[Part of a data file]
_ _ _ _
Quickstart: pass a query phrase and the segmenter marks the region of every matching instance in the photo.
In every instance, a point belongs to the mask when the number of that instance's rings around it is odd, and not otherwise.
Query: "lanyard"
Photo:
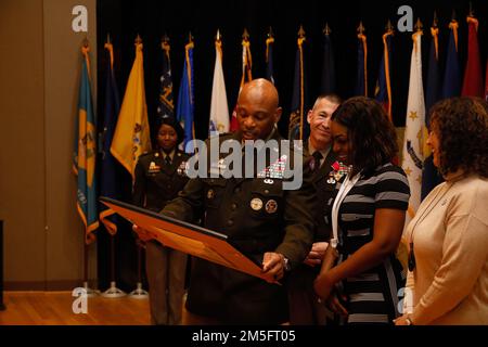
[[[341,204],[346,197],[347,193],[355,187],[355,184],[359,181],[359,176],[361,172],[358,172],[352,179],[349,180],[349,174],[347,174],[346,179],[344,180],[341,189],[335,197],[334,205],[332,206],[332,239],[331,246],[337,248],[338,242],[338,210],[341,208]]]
_ _ _ _
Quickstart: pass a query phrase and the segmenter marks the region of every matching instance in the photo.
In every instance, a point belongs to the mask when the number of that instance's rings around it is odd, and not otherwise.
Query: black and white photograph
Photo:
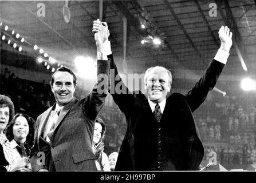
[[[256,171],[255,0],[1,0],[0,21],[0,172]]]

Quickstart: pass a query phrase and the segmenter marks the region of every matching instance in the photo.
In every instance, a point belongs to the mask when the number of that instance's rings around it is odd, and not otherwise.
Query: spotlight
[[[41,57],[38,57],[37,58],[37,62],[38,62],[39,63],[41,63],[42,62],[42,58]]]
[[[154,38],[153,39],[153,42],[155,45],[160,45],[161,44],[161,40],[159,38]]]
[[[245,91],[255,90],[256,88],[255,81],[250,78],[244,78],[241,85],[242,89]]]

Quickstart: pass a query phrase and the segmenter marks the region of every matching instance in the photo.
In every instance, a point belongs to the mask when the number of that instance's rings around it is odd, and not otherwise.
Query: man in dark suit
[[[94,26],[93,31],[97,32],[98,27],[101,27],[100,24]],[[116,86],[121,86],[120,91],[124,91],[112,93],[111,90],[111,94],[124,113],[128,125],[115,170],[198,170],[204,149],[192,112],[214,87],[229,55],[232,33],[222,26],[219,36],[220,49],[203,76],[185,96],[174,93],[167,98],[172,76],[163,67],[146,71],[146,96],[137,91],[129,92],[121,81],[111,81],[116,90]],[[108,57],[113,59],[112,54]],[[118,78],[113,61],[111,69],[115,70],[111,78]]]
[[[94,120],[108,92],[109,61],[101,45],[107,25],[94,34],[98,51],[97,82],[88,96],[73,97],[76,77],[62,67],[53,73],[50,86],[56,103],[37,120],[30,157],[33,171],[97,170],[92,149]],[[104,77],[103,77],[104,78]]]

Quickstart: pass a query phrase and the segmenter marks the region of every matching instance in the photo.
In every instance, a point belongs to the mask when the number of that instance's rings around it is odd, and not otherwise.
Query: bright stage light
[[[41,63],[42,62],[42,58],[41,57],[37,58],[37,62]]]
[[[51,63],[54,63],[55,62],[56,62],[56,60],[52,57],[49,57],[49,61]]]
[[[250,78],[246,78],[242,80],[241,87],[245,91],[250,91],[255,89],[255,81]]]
_ _ _ _
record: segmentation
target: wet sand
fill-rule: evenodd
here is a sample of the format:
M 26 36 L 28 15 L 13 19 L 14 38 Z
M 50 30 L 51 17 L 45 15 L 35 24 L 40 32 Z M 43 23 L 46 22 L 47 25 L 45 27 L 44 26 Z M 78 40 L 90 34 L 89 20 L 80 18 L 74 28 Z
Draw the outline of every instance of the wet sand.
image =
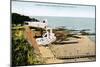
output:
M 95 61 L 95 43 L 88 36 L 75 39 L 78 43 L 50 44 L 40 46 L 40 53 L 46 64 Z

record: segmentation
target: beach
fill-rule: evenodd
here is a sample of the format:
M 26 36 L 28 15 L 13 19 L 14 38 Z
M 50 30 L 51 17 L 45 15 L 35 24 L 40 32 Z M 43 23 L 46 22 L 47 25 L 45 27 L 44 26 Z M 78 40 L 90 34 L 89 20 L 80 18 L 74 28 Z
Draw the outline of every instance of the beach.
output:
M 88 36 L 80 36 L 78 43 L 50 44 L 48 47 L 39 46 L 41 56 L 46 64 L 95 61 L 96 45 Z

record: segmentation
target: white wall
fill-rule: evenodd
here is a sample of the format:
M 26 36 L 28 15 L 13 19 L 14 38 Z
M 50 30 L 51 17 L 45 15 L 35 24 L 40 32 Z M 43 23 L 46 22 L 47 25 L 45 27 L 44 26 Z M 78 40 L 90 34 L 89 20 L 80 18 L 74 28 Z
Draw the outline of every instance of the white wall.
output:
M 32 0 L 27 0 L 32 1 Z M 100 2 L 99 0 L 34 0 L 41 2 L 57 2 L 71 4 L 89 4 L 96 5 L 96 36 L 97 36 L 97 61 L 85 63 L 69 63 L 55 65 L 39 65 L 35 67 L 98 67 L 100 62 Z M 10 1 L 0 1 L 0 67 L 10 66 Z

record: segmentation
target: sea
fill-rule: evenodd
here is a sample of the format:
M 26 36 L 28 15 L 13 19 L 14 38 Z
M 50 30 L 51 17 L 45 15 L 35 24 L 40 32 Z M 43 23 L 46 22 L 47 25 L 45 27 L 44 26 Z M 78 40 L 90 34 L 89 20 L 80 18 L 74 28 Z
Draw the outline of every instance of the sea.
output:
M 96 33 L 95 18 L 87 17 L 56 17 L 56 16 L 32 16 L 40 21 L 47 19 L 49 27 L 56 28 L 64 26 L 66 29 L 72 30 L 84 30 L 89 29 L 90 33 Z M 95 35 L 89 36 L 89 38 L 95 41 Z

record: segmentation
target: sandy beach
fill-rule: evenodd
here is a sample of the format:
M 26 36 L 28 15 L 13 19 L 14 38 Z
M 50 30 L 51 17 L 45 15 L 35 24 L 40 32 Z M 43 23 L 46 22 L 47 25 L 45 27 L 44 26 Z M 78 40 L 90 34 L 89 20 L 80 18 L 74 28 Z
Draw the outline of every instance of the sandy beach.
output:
_ _ _ _
### Written task
Collect every line of the items above that contains the word "beach", treating uppercase and lowercase letters as distinct.

### In response
target: beach
Draw the outline of every instance of the beach.
target: sandy beach
Draw the outline of every instance of the sandy beach.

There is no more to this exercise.